● EXERCISES
1: Answer these questions about the post on a father's regrets:
(a) Where did the blogger see the letter?
(b) When did Fr. Bugarin receive the anonymous letter?
(c) Which activities did the parents give their son and their daughter?
2: Copy the post about a father's regrets from "For the last" to "Blessed Virgin Mary.".
3: Carry on the post about a father's regrets in raising his children, starting after its last sentence.

Monday, August 6, 2012

This Dad Wishes He Could Do It All Over

I saw the following letter in a Catholic church bulletin here in the Archdiocese of Detroit. I thought I would share it with you because it really speaks to the way so many parents are raising their children today, in homes devoid of God and the Church, where constant recreational activities replace what is really important in life and what is so valuable for our children's souls. As good as these enjoyable activities can be for mind and body (in moderation), I do feel that there are some children who have no time to dream, spend time with family, and think of things outside of themselves and their own wants and desires. This poignant and heartbreaking letter should really make us stop and think about what we parents today are indeed filling our children's days with—and what we aren't.

For the last few years I (Fr. Bugarin) have published an anonymous letter I received from a parishioner during Lent in 2005. Usually I toss anonymous letters right away but this one escaped that fatal ending.

Dear Fr. Bugarin:

I was very moved by your homily on Sunday, February 13, 2005, regarding Hell, Satan, and the response of faithful people to temptation. I am the father of an adult son and daughter, and it pains me to think of the mistakes my wife and I made in raising our children. We thought we had a clever, well-thought-out solution to the dangers and evils of the world, but instead we were victims of our over estimation of our own perceived abilities and power. In so doing we neglected the saving power and grace of our Lord Jesus Christ and the intercessory power of the Blessed Virgin Mary.

Knowing the evils and temptations of our world, my wife and I sought to shield our children through endless activity. Like many other parents, we got our son involved in hockey and our daughter in dance; our goal was to keep our children busy and thus not give them a chance to get in trouble. However, I now realize that in engaging in a futile attempt to shield our children from battle with the devil we were instead merely failing to equip our children for their inevitable battles with Satan. We attempted a human solution to a spiritual problem, and our human limitations and inadequacies resulted in failure. We failed to fill our children with Christ, and instead left a vacuum too easily exploited by Satan.

(Natural-language object grounding data)
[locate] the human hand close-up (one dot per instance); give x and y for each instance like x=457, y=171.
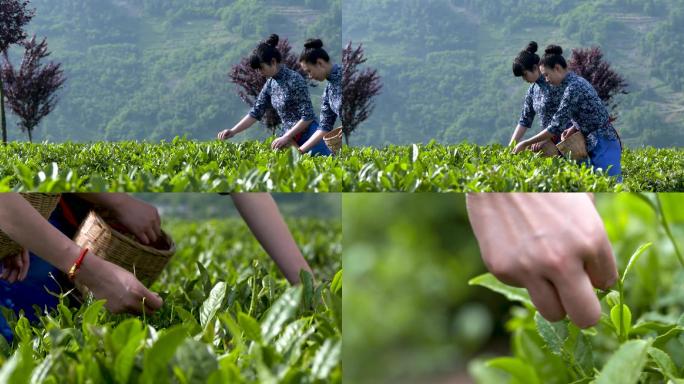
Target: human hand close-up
x=281, y=142
x=521, y=146
x=139, y=217
x=226, y=134
x=553, y=244
x=122, y=290
x=568, y=132
x=15, y=267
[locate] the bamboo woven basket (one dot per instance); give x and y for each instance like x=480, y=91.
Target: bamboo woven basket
x=44, y=203
x=575, y=146
x=333, y=139
x=145, y=262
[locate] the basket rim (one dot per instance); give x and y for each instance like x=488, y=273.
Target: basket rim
x=121, y=237
x=334, y=134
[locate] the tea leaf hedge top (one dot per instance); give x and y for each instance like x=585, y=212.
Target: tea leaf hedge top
x=331, y=104
x=582, y=104
x=542, y=99
x=288, y=93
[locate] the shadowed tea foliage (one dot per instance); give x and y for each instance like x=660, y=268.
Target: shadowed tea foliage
x=183, y=165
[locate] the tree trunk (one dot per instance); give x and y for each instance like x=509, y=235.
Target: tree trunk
x=2, y=112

● TASK RESULTS
1:
(a) In a Catholic church bulletin in the Archdiocese of Detroit.
(b) During Lent in 2005.
(c) Hockey for the son and dance for the daughter.

2:
For the last few years I (Fr. Bugarin) have published an anonymous letter I received from a parishioner during Lent in 2005. Usually I toss anonymous letters right away but this one escaped that fatal ending.

Dear Fr. Bugarin:

I was very moved by your homily on Sunday, February 13, 2005, regarding Hell, Satan, and the response of faithful people to temptation. I am the father of an adult son and daughter, and it pains me to think of the mistakes my wife and I made in raising our children. We thought we had a clever, well-thought-out solution to the dangers and evils of the world, but instead we were victims of our over estimation of our own perceived abilities and power. In so doing we neglected the saving power and grace of our Lord Jesus Christ and the intercessory power of the Blessed Virgin Mary.

3:
In focusing our children on endless activity we created selfish, self-centered children. By failing to involve them in Catholic charitable works we taught them to believe they were the centers of their own universes. We replaced rosaries, adoration and bible study with ice time, games and recitals. We missed Sunday Masses for tournaments and catechism for performances, and we rationalized it by asserting that it was ‘for the best.’ How wrong we were.

Today, both of our children have left the Church. Our daughter is living with a man and has had an abortion; our son has experimented with drugs and regards the Church with contempt and cynicism. Our first priority should have been to pass on the faith and to teach trust in the Lord; instead, we relied on our human intellect and put our faith in schemes of this world.

If I could only go back in time I’d make every Sunday Mass as a family, lead my family in a weekly rosary, take my children to pray in front of an abortion clinic, lead them in prayer before the Blessed Sacrament, and help them volunteer at a soup kitchen. For despite our best efforts and intentions there still were times my children were alone and lonely, tired and weak, hungry and desirous. I failed to anticipate and prepare my children for those inevitable times of temptation, and the devil had been patiently waiting.

Father, please print my letter in the church paper. If it will serve as a warning to at least one family it may help them to avoid the pain and regret my wife and I have experienced.